- Exercise description -
In the answer, give the entries below exactly, from the first line through the line with "Query: woman's leg", with every picture omitted.

Natural-language object grounding data:
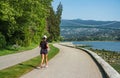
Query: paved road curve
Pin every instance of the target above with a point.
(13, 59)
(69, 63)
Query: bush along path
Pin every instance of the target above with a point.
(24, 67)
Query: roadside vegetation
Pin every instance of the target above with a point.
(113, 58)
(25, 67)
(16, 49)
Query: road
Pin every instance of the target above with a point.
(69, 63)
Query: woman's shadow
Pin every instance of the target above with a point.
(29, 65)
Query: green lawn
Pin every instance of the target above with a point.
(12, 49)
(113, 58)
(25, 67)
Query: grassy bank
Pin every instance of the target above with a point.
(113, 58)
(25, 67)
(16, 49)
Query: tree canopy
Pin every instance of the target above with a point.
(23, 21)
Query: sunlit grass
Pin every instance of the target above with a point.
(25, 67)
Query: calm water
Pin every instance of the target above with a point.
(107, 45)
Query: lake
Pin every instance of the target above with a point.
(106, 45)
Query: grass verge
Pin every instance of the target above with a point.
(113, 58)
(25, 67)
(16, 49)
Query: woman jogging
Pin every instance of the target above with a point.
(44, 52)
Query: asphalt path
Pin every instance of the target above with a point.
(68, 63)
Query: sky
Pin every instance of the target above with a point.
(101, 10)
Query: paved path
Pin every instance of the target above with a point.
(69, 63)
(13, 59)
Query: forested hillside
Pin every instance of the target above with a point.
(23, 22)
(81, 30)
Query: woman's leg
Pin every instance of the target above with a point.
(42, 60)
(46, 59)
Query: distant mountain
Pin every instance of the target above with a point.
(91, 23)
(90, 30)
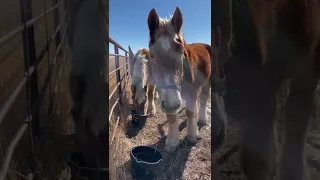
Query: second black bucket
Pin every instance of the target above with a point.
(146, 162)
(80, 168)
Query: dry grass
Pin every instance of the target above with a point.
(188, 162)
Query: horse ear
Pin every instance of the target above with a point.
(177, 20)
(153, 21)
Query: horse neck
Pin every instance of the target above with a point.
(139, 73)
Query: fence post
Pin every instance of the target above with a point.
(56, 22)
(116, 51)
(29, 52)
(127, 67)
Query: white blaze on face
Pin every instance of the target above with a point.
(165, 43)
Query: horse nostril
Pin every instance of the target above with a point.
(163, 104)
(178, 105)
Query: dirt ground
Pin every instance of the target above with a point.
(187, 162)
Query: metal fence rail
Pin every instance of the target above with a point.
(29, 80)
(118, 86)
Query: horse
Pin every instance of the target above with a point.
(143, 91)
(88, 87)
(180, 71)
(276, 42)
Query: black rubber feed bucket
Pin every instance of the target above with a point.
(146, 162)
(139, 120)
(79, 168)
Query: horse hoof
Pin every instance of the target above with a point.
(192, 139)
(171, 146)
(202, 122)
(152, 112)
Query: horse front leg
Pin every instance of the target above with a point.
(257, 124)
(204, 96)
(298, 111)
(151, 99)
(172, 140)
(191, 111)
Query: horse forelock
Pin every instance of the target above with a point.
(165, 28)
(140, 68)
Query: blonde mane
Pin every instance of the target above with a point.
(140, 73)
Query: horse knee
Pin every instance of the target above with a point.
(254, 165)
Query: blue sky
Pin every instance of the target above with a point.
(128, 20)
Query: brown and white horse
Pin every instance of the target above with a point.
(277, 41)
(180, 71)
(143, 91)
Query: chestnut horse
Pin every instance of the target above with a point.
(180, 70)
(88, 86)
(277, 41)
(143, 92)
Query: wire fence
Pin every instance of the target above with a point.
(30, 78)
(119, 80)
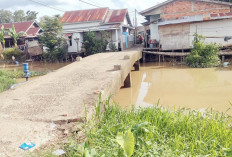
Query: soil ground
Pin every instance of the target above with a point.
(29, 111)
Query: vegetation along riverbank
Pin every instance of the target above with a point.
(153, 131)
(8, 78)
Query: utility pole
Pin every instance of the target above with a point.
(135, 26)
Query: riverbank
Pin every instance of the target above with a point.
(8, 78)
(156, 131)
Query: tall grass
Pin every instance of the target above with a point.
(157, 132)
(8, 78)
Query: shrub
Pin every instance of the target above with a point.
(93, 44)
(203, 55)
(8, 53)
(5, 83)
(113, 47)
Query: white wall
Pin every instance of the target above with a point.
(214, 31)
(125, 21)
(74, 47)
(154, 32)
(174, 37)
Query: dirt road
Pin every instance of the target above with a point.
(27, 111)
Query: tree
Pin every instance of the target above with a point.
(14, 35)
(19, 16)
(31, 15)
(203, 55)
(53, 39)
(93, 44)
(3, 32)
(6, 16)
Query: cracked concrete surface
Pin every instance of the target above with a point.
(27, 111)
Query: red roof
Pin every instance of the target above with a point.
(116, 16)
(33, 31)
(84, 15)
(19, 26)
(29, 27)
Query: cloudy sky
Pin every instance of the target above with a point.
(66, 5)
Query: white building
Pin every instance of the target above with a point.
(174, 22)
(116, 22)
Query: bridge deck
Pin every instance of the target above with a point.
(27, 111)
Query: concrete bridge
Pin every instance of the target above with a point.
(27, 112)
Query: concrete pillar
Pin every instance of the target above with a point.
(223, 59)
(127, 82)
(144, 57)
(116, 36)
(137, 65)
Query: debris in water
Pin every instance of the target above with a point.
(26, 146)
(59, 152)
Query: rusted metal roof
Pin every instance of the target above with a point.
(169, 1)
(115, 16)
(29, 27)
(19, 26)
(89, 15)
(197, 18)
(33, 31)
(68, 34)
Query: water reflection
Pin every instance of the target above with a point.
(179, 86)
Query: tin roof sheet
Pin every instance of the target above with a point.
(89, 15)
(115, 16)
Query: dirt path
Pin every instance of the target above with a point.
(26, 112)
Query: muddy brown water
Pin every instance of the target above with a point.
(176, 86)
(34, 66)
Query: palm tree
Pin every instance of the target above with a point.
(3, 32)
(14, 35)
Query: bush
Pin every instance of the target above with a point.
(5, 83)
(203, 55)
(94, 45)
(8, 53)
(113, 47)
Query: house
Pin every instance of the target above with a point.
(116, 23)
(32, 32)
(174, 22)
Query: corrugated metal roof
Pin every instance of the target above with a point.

- Result below -
Query: paved road curve
Pin every instance of the target above with a point.
(13, 59)
(69, 63)
Query: bush along path
Pin every instance of the target above with a point.
(24, 67)
Query: roadside vegetation
Pin every instance of the target above with a point.
(113, 58)
(25, 67)
(16, 49)
Query: road
Pin every instance of the target above with a point.
(69, 63)
Query: woman's shadow
Pin every instance of the target above with a point.
(29, 65)
Query: green lawn
Pin every instance of the target above with a point.
(12, 49)
(113, 58)
(25, 67)
Query: grassy bank
Pin every instance of the target above with a point.
(113, 58)
(25, 67)
(16, 49)
Query: tree canopy
Pin every instance of the target above with a point.
(23, 21)
Query: sunlit grass
Pin every instance of the target above with a point.
(25, 67)
Query: calm water
Pin every instance of the target above with a point.
(107, 45)
Query: lake
Pin every instance of the target above with a point.
(106, 45)
Query: grass verge
Pin every instance of the target above with a point.
(113, 58)
(25, 67)
(16, 49)
Query: woman jogging
Pin every instance of the target above with a point.
(44, 52)
Query: asphalt path
Pin every instance of the target above with a point.
(68, 63)
Query: sky
Pin every instance of the target above with a point.
(101, 10)
Query: paved path
Pin every instance of the target above with a point.
(69, 63)
(13, 59)
Query: forested hillside
Pin every instance of the target above with a point.
(23, 22)
(81, 30)
Query: woman's leg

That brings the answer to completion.